Material ::
(begin)
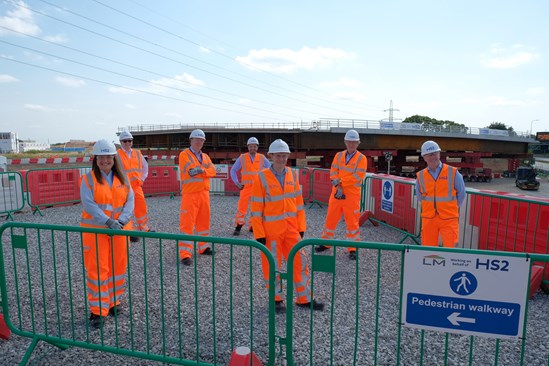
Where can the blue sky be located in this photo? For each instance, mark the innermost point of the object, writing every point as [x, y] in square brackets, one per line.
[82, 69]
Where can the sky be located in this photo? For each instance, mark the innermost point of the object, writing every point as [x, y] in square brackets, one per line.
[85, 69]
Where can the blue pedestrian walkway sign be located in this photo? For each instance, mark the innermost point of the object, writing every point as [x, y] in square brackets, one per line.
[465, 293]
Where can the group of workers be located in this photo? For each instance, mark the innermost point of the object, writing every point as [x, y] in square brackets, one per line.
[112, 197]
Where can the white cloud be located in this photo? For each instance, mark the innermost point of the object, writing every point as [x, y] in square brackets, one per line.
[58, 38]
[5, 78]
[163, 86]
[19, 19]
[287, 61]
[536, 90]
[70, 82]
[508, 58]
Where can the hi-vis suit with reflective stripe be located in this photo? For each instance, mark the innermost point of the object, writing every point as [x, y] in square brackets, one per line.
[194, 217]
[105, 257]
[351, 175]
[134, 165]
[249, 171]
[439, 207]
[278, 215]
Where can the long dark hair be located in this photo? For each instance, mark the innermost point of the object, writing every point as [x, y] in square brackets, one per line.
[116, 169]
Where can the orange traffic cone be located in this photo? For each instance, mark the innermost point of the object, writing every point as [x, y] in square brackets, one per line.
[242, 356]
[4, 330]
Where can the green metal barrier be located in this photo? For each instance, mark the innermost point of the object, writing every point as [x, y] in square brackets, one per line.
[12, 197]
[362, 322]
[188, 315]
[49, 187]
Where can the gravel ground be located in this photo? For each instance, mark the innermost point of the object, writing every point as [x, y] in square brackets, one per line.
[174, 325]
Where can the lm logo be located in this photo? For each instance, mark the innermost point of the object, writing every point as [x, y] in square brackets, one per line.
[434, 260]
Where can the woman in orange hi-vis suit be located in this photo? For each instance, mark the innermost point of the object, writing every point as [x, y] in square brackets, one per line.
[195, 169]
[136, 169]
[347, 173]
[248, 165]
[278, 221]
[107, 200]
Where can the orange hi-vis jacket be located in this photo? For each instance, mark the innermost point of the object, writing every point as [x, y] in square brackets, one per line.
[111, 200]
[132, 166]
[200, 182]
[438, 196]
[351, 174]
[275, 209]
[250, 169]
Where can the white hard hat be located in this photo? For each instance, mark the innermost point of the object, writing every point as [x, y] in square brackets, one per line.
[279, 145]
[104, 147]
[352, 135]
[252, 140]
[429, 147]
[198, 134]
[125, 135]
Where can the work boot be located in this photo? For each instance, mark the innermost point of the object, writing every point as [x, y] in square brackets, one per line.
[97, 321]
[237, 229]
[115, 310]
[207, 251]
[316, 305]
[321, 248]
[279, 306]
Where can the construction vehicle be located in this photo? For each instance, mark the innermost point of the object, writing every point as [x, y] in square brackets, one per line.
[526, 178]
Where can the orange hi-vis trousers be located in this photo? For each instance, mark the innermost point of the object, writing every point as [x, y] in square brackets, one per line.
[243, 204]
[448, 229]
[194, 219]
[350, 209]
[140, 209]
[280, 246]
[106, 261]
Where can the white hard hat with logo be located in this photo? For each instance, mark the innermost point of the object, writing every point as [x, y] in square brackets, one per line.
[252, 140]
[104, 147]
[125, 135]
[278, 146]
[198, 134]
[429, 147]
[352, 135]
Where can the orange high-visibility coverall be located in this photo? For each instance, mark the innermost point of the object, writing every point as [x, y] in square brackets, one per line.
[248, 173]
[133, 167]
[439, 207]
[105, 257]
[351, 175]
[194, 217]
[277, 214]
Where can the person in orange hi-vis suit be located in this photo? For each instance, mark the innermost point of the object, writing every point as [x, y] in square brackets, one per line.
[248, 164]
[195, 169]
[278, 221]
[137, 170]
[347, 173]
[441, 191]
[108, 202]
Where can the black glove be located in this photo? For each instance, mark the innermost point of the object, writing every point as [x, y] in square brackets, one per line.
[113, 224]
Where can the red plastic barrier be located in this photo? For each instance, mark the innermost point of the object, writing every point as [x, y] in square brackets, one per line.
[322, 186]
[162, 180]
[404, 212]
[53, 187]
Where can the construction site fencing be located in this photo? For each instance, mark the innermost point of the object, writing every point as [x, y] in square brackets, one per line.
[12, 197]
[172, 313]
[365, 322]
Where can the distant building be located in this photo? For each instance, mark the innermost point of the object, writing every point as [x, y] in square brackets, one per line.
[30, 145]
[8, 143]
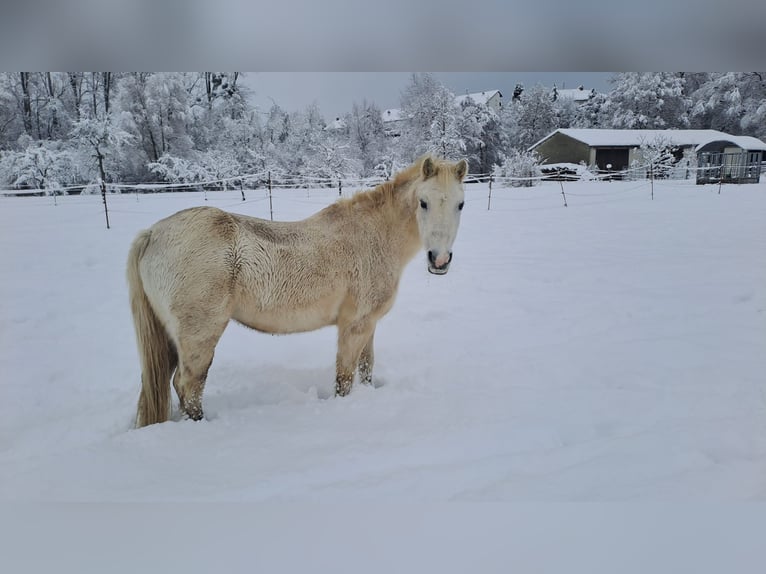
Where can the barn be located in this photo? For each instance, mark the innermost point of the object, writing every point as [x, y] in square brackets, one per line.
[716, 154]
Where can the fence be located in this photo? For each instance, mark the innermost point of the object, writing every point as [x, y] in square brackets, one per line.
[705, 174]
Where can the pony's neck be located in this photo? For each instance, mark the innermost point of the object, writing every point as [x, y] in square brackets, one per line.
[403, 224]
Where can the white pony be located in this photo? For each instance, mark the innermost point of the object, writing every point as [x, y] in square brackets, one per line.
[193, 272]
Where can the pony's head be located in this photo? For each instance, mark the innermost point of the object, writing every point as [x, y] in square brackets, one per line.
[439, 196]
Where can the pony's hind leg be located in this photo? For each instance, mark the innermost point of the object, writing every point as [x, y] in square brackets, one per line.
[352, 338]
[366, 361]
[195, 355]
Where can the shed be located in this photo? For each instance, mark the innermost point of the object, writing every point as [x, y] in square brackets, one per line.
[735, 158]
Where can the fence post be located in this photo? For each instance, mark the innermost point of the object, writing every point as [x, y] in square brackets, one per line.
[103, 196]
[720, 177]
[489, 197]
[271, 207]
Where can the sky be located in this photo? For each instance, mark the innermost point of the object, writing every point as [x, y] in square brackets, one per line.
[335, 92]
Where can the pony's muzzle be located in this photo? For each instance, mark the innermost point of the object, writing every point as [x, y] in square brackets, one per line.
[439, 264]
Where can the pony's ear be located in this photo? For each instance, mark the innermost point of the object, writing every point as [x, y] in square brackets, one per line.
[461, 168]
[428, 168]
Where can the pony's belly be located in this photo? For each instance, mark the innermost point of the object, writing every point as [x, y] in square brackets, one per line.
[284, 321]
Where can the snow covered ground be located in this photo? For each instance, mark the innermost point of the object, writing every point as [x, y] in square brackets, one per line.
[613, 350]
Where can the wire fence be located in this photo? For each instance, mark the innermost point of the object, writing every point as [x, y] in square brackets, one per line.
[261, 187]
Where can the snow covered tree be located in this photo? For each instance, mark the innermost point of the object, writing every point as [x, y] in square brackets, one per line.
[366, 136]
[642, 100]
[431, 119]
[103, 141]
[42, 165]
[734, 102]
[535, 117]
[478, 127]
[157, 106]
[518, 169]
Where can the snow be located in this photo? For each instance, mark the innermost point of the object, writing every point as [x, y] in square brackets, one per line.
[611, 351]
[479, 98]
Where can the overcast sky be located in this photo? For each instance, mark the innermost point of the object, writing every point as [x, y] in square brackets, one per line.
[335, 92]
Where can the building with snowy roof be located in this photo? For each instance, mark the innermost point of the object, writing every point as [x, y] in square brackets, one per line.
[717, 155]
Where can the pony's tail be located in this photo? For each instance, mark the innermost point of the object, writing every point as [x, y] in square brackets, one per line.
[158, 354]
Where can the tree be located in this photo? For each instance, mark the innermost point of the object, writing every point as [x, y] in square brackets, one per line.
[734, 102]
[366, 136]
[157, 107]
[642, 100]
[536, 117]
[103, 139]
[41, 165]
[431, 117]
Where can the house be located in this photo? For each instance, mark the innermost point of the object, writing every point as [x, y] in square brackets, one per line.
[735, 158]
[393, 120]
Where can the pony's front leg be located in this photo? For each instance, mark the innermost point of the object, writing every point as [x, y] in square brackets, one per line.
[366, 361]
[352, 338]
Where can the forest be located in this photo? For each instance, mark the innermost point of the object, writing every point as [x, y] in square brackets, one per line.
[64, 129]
(end)
(begin)
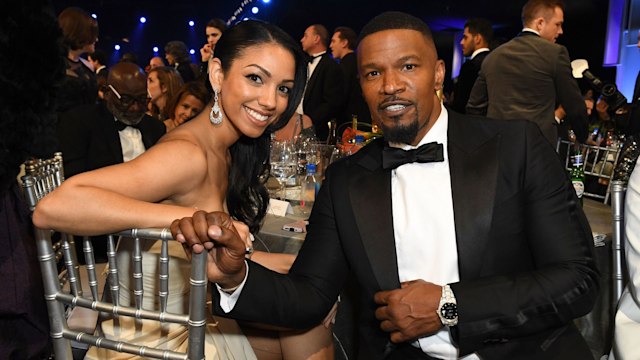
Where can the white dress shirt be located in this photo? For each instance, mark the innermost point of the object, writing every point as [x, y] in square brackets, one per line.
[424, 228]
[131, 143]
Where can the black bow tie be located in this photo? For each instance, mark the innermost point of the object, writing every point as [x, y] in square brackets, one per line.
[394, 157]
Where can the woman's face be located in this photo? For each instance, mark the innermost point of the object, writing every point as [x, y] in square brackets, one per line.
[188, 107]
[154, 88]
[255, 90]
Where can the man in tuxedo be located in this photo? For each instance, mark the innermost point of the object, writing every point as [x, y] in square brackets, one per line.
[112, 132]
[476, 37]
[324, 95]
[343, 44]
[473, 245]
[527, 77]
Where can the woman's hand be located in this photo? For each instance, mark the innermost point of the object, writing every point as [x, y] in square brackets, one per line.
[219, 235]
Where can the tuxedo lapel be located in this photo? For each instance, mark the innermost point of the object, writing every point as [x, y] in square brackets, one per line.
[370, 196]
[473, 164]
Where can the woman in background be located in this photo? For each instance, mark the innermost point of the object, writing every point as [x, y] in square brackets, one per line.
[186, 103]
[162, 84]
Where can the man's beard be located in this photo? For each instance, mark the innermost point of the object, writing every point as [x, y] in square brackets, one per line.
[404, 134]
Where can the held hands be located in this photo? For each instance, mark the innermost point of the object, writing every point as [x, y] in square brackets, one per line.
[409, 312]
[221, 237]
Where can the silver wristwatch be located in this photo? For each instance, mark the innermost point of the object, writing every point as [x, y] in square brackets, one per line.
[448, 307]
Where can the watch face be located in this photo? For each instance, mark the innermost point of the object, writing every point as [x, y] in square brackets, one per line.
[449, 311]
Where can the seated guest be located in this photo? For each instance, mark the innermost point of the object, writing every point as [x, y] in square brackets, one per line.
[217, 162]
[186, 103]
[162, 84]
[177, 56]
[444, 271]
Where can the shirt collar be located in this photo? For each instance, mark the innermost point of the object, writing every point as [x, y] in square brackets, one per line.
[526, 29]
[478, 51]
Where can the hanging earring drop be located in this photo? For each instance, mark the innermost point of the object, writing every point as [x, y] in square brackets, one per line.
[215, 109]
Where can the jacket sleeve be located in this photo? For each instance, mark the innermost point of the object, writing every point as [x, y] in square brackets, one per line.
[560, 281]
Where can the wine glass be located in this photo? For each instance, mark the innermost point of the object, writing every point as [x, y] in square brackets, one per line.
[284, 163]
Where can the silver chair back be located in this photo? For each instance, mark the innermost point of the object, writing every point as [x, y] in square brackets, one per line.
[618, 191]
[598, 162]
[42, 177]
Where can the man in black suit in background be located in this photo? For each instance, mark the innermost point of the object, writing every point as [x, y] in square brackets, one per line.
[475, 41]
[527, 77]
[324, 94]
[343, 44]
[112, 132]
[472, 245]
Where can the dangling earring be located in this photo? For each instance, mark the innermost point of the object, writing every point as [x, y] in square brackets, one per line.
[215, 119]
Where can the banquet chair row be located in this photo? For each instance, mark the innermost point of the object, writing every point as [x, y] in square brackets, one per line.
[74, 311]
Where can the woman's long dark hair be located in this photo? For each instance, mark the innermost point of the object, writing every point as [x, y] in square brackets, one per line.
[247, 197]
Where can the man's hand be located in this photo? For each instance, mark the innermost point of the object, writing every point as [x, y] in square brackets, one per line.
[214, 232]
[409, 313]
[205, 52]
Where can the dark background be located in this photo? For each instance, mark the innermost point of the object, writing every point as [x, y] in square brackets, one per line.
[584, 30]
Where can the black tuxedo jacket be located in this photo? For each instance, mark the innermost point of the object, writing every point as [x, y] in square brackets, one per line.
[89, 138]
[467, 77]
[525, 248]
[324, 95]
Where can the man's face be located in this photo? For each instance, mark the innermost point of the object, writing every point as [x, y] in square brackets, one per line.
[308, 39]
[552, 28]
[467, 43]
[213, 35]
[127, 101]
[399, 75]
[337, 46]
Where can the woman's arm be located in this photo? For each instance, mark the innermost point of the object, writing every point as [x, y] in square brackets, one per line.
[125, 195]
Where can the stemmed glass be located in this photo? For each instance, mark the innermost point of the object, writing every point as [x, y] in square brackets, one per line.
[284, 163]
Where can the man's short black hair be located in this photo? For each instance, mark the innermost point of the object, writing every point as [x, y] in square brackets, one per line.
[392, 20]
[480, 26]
(end)
What the exercise asks ::
Find every row above that contains the word "fence" and copy each one in full. Treat uppercase and lowercase as different.

Complete response ::
Where can the fence be located in this photo? For each instance, mark the innermost point of the object, writing every point as [x, y] in square brackets, one per line.
Where can the fence post be located in this photo? For each instance, mark the innermost point of the object, writing every point as [x, y] in square brackets, one per line.
Where can the wire fence be located in this photo? For each instance, mark the innermost point of the object, writing every point as [x, y] in square brackets, one per line.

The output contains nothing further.